Selected extract:
○ ○ ○ ○ ○ ○ ○
Samantha's relationship with Maria is portrayed differently from Samantha's usual (heterosexual) flings--both because it is a relationship with a woman, and because it is a relationship, period. Charlotte, Miranda, and Carrie are shocked when Samantha first breaks the news of her new relationship with Maria, and at first don't really take it seriously. When Samantha calls Carrie on it later, Carrie apologies and says they “were caught off guard with the lesbian thing,” to which Samantha replies that it's just a label, “like Gucci or Versace.”

Interestingly, most of the depictions of Samantha's sexual dalliances with men over the years show scenes in which Samantha is the recipient of their sexual attention, while the sex scenes between Samantha and Maria almost exclusive show Samantha working on Maria--usually with some degree of confusion and distaste, which invites the viewer to share in the "foreignness" of Samantha's experiences.

Shortly after Samantha and Maria become involved, Samantha begins to complain that there is too much talking and not enough sex in their relationship; it is ultimately Samantha's inability to sustain a relationship--with anyone--that is offered as the reason for the demise of her relationship with Maria, not the fact that the relationship is with a woman.

Ultimately, Sex and the City both reinforces and challenges stereotypes about lesbianism. Although there are the occasional lesbian jokes, they are mostly good-natured, and the women generally exhibit a non-judgmental attitude towards lesbian sexuality. Through the characters' various explorations of same-sex attraction, the show destigmatizes lesbian sexuality and reassures straight viewers that there is nothing to fear from a little experimentation.
○ ○ ○ ○ ○ ○ ○
Exercise: Reproduce the passage on Samantha and Maria word for word, starting with "Interestingly, most of" and going on through "of Samantha's experiences.". The lines that come next are drawn from an unrelated source.

Rows:
○ ○ ○ ○ ○ ○ ○
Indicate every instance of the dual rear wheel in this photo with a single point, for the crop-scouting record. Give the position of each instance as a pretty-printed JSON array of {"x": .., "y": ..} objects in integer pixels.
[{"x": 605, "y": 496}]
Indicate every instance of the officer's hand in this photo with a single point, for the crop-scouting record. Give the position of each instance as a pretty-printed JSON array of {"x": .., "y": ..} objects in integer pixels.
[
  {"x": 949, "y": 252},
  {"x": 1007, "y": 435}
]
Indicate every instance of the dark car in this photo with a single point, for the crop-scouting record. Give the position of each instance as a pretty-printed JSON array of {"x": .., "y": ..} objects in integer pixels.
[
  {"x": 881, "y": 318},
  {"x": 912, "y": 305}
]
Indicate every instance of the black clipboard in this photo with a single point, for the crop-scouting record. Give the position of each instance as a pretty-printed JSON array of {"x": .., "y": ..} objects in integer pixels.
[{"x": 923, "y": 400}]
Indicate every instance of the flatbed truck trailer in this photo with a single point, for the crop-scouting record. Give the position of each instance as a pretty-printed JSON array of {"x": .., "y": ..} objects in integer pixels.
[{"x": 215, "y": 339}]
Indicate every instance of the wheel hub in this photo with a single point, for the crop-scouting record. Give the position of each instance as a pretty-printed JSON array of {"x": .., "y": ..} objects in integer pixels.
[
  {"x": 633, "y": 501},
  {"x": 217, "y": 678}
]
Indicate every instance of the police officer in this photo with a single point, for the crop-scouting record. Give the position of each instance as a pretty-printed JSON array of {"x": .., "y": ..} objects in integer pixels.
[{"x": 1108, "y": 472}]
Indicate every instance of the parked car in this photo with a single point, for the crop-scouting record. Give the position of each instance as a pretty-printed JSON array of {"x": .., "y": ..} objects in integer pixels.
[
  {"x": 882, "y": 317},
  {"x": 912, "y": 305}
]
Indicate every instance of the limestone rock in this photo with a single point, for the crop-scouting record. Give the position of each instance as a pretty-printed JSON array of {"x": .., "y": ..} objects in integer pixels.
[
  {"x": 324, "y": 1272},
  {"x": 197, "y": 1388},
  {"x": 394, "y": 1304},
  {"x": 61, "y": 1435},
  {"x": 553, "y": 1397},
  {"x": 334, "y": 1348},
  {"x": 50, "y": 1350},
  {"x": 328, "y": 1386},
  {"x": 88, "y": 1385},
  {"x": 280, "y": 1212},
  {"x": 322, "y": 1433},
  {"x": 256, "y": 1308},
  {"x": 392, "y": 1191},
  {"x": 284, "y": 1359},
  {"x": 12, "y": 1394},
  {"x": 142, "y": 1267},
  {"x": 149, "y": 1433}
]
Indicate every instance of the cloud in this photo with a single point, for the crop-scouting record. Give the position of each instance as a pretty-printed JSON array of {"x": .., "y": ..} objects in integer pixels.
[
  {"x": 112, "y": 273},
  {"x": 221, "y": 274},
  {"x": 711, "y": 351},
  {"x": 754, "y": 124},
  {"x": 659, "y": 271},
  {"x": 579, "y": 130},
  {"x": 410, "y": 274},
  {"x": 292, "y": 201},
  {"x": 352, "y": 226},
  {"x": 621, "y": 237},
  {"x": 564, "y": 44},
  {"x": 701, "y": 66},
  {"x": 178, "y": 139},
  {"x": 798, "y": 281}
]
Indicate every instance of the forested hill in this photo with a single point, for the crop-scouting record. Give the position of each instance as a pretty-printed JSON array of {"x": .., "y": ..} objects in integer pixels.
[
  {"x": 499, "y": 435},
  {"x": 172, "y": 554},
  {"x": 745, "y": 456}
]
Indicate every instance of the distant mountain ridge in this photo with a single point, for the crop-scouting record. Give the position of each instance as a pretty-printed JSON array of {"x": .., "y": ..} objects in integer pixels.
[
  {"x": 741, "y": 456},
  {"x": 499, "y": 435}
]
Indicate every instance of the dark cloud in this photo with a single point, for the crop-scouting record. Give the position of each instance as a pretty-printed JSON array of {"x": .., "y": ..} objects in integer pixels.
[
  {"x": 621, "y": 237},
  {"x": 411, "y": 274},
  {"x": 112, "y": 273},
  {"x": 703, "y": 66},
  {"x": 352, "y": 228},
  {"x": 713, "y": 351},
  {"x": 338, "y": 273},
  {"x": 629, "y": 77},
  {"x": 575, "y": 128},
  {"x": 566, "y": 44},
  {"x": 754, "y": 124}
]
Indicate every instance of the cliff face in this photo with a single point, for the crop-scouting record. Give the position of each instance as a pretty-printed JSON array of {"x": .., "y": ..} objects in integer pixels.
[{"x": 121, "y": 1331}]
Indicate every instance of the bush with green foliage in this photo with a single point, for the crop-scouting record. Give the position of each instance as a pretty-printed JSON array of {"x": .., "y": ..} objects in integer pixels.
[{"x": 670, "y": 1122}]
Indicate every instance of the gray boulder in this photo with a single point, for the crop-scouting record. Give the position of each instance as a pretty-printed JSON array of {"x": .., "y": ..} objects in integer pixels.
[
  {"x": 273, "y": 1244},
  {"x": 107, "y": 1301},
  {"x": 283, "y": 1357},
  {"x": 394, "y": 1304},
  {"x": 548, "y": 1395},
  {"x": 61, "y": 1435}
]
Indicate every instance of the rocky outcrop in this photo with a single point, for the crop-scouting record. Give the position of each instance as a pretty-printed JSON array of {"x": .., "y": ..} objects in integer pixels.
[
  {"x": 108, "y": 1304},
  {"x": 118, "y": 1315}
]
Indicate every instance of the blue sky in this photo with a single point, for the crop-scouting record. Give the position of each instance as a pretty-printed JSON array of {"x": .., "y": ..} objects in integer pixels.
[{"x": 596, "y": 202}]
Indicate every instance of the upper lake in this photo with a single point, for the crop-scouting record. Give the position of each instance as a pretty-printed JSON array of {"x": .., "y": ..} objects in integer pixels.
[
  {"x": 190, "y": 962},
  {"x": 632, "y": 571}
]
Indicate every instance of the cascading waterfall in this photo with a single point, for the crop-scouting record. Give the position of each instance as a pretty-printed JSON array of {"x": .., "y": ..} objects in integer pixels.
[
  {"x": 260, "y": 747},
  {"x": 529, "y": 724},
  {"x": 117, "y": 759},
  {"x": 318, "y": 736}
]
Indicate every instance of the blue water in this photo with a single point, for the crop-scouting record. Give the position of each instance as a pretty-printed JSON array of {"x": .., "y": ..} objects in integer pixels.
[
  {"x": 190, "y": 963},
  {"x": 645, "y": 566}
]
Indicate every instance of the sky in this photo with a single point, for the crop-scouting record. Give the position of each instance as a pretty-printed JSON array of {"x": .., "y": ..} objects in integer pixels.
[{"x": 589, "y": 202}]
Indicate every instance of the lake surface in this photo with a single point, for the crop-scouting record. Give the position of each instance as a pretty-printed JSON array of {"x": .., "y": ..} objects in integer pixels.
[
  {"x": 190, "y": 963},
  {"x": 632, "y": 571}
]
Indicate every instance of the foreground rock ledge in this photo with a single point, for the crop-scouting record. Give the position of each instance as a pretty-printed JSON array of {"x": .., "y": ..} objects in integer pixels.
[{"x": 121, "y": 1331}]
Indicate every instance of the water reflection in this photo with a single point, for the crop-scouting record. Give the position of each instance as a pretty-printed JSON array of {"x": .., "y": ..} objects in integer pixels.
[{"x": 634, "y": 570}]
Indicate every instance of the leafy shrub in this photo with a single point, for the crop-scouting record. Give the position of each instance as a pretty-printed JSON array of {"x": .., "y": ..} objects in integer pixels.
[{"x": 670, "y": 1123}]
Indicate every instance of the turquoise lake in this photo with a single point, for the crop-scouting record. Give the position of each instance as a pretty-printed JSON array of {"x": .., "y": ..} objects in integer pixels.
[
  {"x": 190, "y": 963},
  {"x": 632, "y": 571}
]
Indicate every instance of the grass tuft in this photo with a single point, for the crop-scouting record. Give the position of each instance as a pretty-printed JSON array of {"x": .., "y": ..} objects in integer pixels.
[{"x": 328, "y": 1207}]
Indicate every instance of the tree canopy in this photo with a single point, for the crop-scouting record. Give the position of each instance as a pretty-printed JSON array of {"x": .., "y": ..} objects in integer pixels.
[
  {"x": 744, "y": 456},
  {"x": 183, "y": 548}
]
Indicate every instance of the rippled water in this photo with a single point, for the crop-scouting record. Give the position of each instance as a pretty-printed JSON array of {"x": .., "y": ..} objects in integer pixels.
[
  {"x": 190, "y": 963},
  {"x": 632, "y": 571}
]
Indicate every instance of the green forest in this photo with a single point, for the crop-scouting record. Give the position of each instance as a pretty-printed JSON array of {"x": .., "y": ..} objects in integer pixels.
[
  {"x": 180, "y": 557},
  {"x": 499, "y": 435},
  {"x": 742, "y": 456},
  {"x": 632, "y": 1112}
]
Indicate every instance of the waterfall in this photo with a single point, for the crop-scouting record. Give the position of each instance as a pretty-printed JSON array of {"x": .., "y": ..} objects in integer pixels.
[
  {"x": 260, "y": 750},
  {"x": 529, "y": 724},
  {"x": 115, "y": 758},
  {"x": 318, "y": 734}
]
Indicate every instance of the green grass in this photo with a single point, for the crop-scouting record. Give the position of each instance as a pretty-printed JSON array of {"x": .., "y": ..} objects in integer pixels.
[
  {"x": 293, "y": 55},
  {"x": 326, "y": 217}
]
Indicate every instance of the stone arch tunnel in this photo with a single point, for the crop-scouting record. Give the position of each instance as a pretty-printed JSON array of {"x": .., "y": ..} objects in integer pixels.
○ ○ ○ ○ ○ ○ ○
The solution:
Interestingly, most of the depictions of Samantha's sexual dalliances with men over the years show scenes in which Samantha is the recipient of their sexual attention, while the sex scenes between Samantha and Maria almost exclusive show Samantha working on Maria--usually with some degree of confusion and distaste, which invites the viewer to share in the "foreignness" of Samantha's experiences.